◆ **Task 1**: Reproduce a passage of the Getty Villa guide word for word. Begin at the words "Looking for a" and stop after "something so unique.".
◆ **Task 2**: List every person the Getty Villa guide mentions by name.

◆ **Given text**:
■ ■ ■
Looking for a guide to the Getty Villa? Look no further! The Getty Villa is a fantastic one-of-a-kind museum that brings ancient art and architecture to life. I loved my experience.
The villa is a pristine recreation of a seaside Roman estate housing billionaire oilman J. Paul Getty’s collection of Greco-Roman antiquities.
Through the museum’s exhibits, you can track the history of the ancient world from 3,000 B.C. to the late Roman Empire in 400 A.D.
It seems a half mad idea to recreate an ancient villa to house your art. But Getty, with his obsession for antiquity and a Caesarian attitude, must have enjoyed the challenge of creating something so unique.
In this Getty Villa guide, you’ll find a history and overview of the collection, a list of must see masterpieces, and tips for visiting.
History Of The Getty Villa
J. Paul Getty was an American billionaire, oil tycoon, and art enthusiast. He came from money and power.
With a loan from his father, he invested in oil wells in the Middle East and became “the richest man in the history of the world.”
But Getty didn’t just have oil fever. He started seriously collecting art in the 1930s.
He was a passionate and lifelong collector who though collecting art was “one of the most exhilarating and satisfying of all human endeavors.”
Getty traveled widely throughout his life and made a habit of visiting archaeological sites. Trips to Italy left him with a taste for bronze and marble sculptures from ancient Greece and Rome.
But Getty didn’t want to just admire them in private.
He wanted to share his art with the world and let others travel back in time. By doing so, he hoped to “further the diffusion of artistic and general knowledge.”
In the early 1970s, Getty set about building a museum to house his collection on his 64 acre Malibu ranch. He modeled it on a luxury Roman villa from 40 B.C., the Villa dei Papiri excavated near Herculaneum and Pompeii.
The villa was owned by the wealthy Roman consul Lucius Calpurnius Piso Caesonius. He was the father-in-law of Julius Caesar, a Roman whom Getty greatly admired.
The villa’s inhabitants lived surrounded by sculpture. It was a way to demonstrate their wealth and culture and earn an air of prestige.
In 79 A.D., the eruption of Mt. Vesuvius destroyed the villa and it was only re-discovered in 1750. Archaeologists uncovered underground tunnels, sculptures, frescos, stone pavements, and other artifacts.
In particular, 1,100 charred papyrus scrolls were discovered in the villa’s library, giving the villa its nickname the “Villa of Paper.”
The scrolls including the writings of Philodemos of Gadara, a philospher who was the patron of Caesonius. This links the villa to Caesonius.
Modern excavations of the villa have uncovered frescos on walls and geometric patterned mosaic and terrazzo floors. But the vast majority of it remains buried.
The team that Getty hired to recreate the ancient villa included architects, artisans, and archaeologists.
Getty reimagined the villa as an archeological site. Walls and a concrete courtyard below the villa create the sense of looking down into the dig pit.
Much of the Villa dei Papiri remains un-excavated and its elevations are mostly still a mystery. Therefore, architects based many of the Getty Villa’s architectural and landscaping details on other ancient Roman houses in the towns of Pompeii, Herculaneum, and Stabiae.
■ ■ ■
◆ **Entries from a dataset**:
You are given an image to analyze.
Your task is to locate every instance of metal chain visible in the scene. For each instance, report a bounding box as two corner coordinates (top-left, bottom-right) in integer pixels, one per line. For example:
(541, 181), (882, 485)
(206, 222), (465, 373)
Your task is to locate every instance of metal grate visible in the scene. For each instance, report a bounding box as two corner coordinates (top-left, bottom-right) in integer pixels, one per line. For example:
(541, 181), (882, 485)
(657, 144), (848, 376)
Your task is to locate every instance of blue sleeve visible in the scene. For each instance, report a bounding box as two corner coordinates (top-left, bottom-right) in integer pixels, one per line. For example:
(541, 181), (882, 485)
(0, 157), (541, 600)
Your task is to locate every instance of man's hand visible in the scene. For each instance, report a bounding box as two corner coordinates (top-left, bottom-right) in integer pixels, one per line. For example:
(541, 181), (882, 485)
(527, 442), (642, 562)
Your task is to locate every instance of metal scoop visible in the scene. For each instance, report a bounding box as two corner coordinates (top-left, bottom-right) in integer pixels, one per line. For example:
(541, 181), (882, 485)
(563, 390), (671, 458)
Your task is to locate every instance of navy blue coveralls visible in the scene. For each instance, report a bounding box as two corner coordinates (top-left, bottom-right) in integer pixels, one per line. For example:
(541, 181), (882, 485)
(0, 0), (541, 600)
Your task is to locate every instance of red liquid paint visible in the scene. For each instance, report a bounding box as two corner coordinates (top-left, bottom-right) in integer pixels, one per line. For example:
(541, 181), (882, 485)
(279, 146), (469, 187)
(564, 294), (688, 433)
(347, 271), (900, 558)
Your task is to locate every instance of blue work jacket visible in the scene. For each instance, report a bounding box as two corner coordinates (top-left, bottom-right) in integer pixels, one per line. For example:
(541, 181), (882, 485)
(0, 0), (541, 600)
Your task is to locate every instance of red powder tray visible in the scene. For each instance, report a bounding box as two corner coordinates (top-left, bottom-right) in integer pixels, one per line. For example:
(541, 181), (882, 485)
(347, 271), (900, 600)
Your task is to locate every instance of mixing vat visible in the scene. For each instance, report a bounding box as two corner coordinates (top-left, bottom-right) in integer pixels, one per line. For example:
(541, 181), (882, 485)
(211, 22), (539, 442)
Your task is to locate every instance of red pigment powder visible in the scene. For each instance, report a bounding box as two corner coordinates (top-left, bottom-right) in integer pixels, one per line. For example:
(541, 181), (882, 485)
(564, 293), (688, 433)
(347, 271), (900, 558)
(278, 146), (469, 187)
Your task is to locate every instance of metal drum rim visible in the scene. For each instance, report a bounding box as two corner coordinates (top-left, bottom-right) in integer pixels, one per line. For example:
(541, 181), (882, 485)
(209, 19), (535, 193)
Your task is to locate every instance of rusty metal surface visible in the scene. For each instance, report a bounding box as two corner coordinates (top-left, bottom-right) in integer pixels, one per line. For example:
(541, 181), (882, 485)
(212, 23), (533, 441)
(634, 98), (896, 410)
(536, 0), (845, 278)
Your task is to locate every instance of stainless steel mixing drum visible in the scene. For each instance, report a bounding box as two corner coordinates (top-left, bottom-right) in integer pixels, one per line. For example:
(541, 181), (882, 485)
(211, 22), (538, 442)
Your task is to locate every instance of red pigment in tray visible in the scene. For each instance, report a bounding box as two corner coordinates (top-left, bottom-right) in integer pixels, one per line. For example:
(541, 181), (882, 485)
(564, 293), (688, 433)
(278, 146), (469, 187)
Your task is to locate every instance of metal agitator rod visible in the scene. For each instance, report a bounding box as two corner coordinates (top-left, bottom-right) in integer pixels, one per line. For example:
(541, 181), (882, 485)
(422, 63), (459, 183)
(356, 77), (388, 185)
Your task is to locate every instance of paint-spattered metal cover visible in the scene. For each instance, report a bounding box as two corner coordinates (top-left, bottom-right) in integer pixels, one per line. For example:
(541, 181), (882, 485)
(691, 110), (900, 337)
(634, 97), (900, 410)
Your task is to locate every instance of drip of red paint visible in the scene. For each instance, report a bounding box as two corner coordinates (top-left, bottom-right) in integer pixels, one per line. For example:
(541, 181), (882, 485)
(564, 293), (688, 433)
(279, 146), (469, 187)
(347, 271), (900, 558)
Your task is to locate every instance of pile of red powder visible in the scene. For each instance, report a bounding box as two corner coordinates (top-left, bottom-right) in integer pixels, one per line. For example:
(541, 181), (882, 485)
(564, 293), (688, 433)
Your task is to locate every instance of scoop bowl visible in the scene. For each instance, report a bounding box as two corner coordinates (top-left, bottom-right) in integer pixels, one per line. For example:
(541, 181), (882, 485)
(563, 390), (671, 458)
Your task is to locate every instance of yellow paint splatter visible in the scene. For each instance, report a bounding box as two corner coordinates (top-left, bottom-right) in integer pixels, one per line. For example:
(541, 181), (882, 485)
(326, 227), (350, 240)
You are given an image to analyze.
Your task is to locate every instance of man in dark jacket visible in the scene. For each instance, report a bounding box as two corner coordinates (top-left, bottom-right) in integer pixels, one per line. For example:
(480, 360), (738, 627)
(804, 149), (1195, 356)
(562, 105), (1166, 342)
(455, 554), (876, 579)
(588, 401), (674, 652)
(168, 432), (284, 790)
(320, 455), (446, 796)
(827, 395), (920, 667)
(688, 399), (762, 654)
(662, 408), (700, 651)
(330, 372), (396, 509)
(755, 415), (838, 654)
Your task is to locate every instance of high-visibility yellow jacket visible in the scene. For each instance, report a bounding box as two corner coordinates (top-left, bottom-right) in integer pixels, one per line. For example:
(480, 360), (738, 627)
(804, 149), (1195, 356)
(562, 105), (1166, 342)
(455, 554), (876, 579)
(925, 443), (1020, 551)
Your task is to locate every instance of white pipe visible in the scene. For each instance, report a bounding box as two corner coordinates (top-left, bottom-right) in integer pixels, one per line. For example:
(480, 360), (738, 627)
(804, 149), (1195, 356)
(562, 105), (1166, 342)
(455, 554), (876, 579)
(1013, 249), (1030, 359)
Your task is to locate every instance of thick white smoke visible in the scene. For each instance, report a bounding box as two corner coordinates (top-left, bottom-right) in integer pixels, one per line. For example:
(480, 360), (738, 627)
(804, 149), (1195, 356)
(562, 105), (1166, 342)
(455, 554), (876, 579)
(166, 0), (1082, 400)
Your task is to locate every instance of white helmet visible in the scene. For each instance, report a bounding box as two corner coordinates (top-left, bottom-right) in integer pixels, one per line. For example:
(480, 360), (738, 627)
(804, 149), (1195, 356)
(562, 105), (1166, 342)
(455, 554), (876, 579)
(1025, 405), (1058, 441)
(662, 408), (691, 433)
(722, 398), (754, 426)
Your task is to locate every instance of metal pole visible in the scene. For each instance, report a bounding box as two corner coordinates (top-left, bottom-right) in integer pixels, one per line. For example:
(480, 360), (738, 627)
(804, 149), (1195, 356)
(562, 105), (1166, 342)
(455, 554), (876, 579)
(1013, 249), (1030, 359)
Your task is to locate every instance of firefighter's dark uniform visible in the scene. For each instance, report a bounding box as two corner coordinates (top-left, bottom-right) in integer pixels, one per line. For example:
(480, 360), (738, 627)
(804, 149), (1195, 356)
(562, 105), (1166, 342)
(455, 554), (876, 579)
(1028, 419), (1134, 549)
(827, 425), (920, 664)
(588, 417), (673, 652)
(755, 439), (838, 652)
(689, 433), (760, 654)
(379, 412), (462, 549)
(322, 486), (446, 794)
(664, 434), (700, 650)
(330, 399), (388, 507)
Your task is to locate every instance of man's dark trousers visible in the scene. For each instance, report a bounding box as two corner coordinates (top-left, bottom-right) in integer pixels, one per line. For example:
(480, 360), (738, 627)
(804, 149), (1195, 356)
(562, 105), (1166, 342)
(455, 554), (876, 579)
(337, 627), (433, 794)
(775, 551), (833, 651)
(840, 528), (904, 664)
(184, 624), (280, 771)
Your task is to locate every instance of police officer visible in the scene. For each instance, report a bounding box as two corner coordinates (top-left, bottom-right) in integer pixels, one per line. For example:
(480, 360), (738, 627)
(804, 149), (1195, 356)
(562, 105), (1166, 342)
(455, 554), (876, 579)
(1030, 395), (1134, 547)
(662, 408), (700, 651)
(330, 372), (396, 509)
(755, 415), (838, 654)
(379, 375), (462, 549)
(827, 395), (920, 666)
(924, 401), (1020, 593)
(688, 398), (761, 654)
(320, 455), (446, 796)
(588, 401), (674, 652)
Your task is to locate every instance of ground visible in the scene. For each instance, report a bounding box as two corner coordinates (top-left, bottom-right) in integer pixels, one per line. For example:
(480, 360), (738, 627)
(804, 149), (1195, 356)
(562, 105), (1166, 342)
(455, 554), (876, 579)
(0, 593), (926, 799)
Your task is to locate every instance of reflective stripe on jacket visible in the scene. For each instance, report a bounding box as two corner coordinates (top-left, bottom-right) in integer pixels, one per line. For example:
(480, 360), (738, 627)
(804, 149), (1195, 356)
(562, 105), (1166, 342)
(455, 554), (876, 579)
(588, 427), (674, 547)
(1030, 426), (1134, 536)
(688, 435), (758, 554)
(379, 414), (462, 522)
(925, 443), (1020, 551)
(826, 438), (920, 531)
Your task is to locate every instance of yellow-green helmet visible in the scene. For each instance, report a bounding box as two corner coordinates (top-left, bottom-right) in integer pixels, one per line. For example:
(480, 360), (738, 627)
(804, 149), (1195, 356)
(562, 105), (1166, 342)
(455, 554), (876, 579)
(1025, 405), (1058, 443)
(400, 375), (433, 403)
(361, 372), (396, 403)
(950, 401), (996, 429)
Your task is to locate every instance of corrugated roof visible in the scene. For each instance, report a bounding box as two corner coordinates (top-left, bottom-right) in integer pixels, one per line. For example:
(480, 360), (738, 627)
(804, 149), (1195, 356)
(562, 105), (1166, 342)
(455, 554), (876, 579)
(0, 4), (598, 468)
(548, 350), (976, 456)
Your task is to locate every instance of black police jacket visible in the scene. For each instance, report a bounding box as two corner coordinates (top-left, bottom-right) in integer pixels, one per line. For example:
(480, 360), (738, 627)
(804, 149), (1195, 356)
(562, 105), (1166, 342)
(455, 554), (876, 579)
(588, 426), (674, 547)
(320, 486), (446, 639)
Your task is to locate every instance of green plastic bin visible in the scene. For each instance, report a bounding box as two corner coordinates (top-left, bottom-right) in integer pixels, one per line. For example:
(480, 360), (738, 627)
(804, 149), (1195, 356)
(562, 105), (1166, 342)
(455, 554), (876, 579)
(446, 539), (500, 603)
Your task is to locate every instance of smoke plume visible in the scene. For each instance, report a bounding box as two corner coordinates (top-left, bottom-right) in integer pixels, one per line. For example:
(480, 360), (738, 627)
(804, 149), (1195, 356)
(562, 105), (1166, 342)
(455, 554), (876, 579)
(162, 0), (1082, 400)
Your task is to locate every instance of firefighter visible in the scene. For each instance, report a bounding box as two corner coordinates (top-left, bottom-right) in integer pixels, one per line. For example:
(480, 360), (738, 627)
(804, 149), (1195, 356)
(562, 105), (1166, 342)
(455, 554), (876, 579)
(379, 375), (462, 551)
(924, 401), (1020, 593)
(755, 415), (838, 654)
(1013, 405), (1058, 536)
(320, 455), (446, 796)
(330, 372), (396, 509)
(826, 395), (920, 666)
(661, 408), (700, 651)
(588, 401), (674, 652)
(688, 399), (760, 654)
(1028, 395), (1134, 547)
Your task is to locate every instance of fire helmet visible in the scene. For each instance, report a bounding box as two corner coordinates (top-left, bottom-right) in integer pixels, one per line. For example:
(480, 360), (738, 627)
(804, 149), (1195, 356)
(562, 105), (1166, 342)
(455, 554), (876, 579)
■ ■ ■
◆ **Final result 1**:
Looking for a guide to the Getty Villa? Look no further! The Getty Villa is a fantastic one-of-a-kind museum that brings ancient art and architecture to life. I loved my experience.
The villa is a pristine recreation of a seaside Roman estate housing billionaire oilman J. Paul Getty’s collection of Greco-Roman antiquities.
Through the museum’s exhibits, you can track the history of the ancient world from 3,000 B.C. to the late Roman Empire in 400 A.D.
It seems a half mad idea to recreate an ancient villa to house your art. But Getty, with his obsession for antiquity and a Caesarian attitude, must have enjoyed the challenge of creating something so unique.

◆ **Final result 2**:
- J. Paul Getty
- Lucius Calpurnius Piso Caesonius
- Julius Caesar
- Philodemos of Gadara